ENTRIES PROVIDED:
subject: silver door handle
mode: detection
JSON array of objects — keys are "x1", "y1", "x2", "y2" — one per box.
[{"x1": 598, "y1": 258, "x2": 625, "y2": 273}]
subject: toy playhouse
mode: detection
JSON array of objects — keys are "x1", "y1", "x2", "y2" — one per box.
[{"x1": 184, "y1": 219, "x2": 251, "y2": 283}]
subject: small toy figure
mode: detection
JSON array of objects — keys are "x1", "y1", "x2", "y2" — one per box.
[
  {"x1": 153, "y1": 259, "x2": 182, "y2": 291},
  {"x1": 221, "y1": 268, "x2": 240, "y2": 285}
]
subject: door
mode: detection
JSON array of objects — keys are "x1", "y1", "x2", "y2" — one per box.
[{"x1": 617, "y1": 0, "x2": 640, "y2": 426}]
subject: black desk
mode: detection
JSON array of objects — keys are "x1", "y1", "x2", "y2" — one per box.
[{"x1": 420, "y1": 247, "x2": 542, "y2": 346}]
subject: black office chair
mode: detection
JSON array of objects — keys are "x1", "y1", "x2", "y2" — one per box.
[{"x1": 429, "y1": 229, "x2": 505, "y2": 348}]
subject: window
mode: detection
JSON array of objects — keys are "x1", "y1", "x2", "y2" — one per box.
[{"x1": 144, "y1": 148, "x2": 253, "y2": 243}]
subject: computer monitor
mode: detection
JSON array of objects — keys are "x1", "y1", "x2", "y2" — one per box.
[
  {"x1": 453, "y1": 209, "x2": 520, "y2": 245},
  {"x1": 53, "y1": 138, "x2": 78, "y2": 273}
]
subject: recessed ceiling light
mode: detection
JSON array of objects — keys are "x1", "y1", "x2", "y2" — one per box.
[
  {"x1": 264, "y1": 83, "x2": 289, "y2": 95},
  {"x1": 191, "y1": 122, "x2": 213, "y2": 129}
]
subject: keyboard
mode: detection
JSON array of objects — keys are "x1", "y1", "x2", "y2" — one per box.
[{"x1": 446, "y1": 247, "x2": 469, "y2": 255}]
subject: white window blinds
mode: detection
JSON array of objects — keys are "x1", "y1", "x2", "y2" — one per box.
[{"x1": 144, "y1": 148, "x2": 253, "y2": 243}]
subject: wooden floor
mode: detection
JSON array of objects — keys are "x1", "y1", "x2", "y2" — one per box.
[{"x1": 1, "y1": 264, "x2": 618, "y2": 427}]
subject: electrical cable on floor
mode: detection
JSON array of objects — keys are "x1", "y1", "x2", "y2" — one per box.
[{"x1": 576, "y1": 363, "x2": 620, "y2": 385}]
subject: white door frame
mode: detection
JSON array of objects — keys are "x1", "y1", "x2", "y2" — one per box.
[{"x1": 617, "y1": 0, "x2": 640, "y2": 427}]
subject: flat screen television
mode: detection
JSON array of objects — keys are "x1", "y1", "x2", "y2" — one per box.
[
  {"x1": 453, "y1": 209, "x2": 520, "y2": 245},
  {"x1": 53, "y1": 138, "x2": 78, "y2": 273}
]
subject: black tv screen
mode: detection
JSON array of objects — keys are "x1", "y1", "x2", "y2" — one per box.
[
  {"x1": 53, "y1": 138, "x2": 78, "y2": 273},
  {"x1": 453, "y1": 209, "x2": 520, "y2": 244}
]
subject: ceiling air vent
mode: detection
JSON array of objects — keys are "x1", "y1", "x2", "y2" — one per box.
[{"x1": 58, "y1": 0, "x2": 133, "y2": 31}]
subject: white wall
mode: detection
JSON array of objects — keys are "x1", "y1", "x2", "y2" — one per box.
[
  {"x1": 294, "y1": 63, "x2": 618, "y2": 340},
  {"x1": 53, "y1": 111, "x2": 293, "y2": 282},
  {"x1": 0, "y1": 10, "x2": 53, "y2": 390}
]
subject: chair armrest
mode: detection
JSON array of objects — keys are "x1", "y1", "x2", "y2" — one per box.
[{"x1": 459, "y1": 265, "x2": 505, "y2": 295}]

SET TASK: Carry over everything from the line containing "subject: chair armrest" down through the end of the rows above, and nothing else. Include the subject, mode and format lines unchanged, and add -115 to every bounding-box coordinate in the answer.

THE SOLUTION:
subject: chair armrest
mode: detection
JSON array of objects — keys are "x1", "y1", "x2", "y2" — one per box.
[{"x1": 344, "y1": 150, "x2": 390, "y2": 180}]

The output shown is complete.